» PROBLEM 1
In the Phabricator task on cross-domain API requests, what header did the requester ask to have added to the API's JSON responses?
» PROBLEM 2
Carry on the Phabricator task about cross-domain API requests, starting after its last sentence.

» SOURCE EXTRACT
--- Begin ---

Page MenuHomePhabricator

Enable cross-domain API requests in API's JSON responses
Closed, ResolvedPublic

Description

I was hoping that the response from a GET request to Wikipedia's API[1] would include a CORS "Access-Control-Allow-Origin: *" header, so that it could be accessed by a client-side script running on any domain.

I ended up using the JSONP response as a workaround, but this is less secure than cross-origin JSON, and shouldn't really be necessary now that browsers support CORS headers.

Would it be possible to add an "Access-Control-Allow-Origin: *" header to the API's JSON responses?

[1] https://en.wikipedia.org/w/api.php?action=query&list=categorymembers&cmlimit=max&cmtype=subcat&format=json&cmtitle=Category:Set_theory


Version: unspecified
Severity: enhancement

Event Timeline

There are a very large number of changes, so older changes are hidden. Show Older Changes

For information, on every public wikis hosted in the WMF cluster, $wgCrossSiteAJAXdomains contains the following domains:

'*.wikipedia.org',
'*.wikinews.org',
'*.wiktionary.org',
'*.wikibooks.org',
'*.wikiversity.org',
'*.wikisource.org',
'wikisource.org',
'*.wikiquote.org',
'*.wikidata.org',
'*.wikivoyage.org',
'www.mediawiki.org',
'm.mediawiki.org',
'wikimediafoundation.org',
'advisory.wikimedia.org',
'auditcom.wikimedia.org',
'boardgovcom.wikimedia.org',
'board.wikimedia.org',
'chair.wikimedia.org',
'chapcom.wikimedia.org',
'collab.wikimedia.org',
'commons.wikimedia.org',
'donate.wikimedia.org',
'exec.wikimedia.org',
'grants.wikimedia.org',
'incubator.wikimedia.org',
'internal.wikimedia.org',
'login.wikimedia.org',
'meta.wikimedia.org',
'movementroles.wikimedia.org',
'office.wikimedia.org',
'otrs-wiki.wikimedia.org',
'outreach.wikimedia.org',
'quality.wikimedia.org',
'searchcom.wikimedia.org',
'spcom.wikimedia.org',
'species.wikimedia.org',
'steward.wikimedia.org',
'strategy.wikimedia.org',
'checkuser.wikimedia.org',
'internal.wikimedia.org',
'login.wikimedia.org',
'meta.wikimedia.org',
'movementroles.wikimedia.org',
'office.wikimedia.org',
'otrs-wiki.wikimedia.org',
'outreach.wikimedia.org',
'quality.wikimedia.org',
'searchcom.wikimedia.org',
'spcom.wikimedia.org',
'species.wikimedia.org',
'steward.wikimedia.org',
'strategy.wikimedia.org',
'usability.wikimedia.org',
'wikimania????.wikimedia.org',
'wikimaniateam.wikimedia.org'

This allows requests from one wiki to another.

--- End ---

» INFORMATION SUPPLIED
--- Begin ---

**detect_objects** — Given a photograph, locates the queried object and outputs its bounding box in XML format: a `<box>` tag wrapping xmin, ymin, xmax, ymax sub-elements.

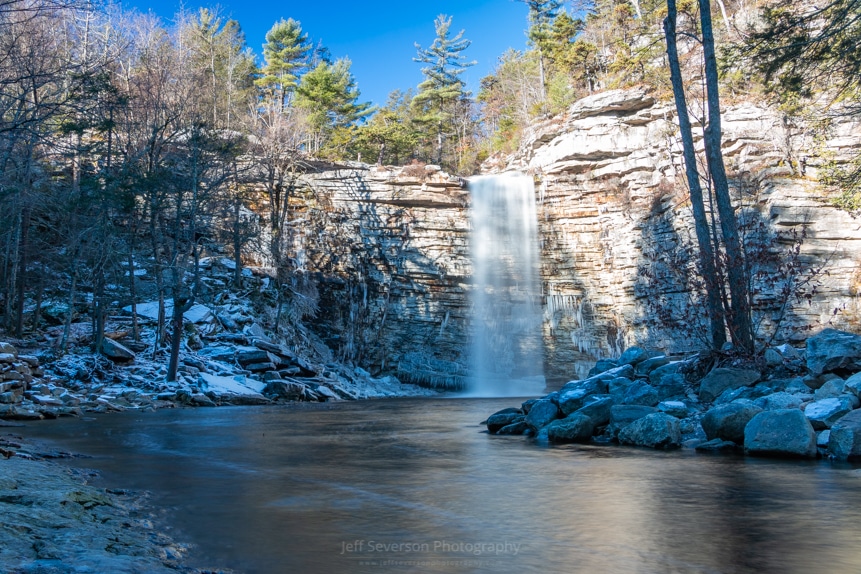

--- End ---

» EXPECTED OUTPUT 1
"Access-Control-Allow-Origin: *"

» EXPECTED OUTPUT 2
This is disabled on private wikis hosted in the WMF cluster.

Regarding the clarification of intent provided in T88532, I could see the addition of support to the API for specifying "origin=*" meaning to return Access-Control-Allow-Origin: * (without any other CORS-related headers, particularly without Access-Control-Allow-Credentials) while also performing the same forcing of anonymous responses and refusal to provide tokens that are done for JSONP (see also Gerrit change 180430).

@csteipp, what do you think about that idea?

My attempt to more clearly phrase this task:

To allow client-side JavaScript applications to fetch information from MediaWiki APIs, add the following header to API responses, allowing the response to be read by an application running on a different domain:

Access-Control-Allow-Origin: *

In the current documentation for CORS usage in cross-site requests, it states:

"If the CORS origin check passes, MediaWiki will include the Access-Control-Allow-Credentials: true header in the response, so authentication cookies may be sent."

What it should also say -- once this is implemented -- is that if the CORS origin check doesn't pass, MediaWiki will not include the Access-Control-Allow-Credentials: true header in the response, so authentication cookies may not be sent, but MediaWiki will still include the Access-Control-Allow-Origin: * header so that unauthenticated requests can be accessed from any origin.

Notes:

eaton.alf set Security to None.

> I could see the addition of support to the API for specifying "origin=*" meaning to return Access-Control-Allow-Origin: *

This could be good, except it makes clients add an extra parameter -- it would be most straightforward to return Access-Control-Allow-Origin: * when no origin parameter is specified.

> I could see the addition of support to the API for specifying "origin=*" meaning to return Access-Control-Allow-Origin: *

This could be good, except it makes clients add an extra parameter -- it would be most straightforward to return Access-Control-Allow-Origin: * when no origin parameter is specified.

We need to have some trigger for "force anonymous response and no-tokens", we can't just blindly allow all origins because of the no-token part.

We might be able to use the presence of an Origin header without the origin parameter as such a trigger, but RFC 6454 § 7.3 explicitly allows the agent to give an Origin header even for same-origin requests so I'd be wary of doing that.

We need to have some trigger for "force anonymous response and no-tokens", we can't just blindly allow all origins because of the no-token part.

Could you elaborate on why that would be a problem?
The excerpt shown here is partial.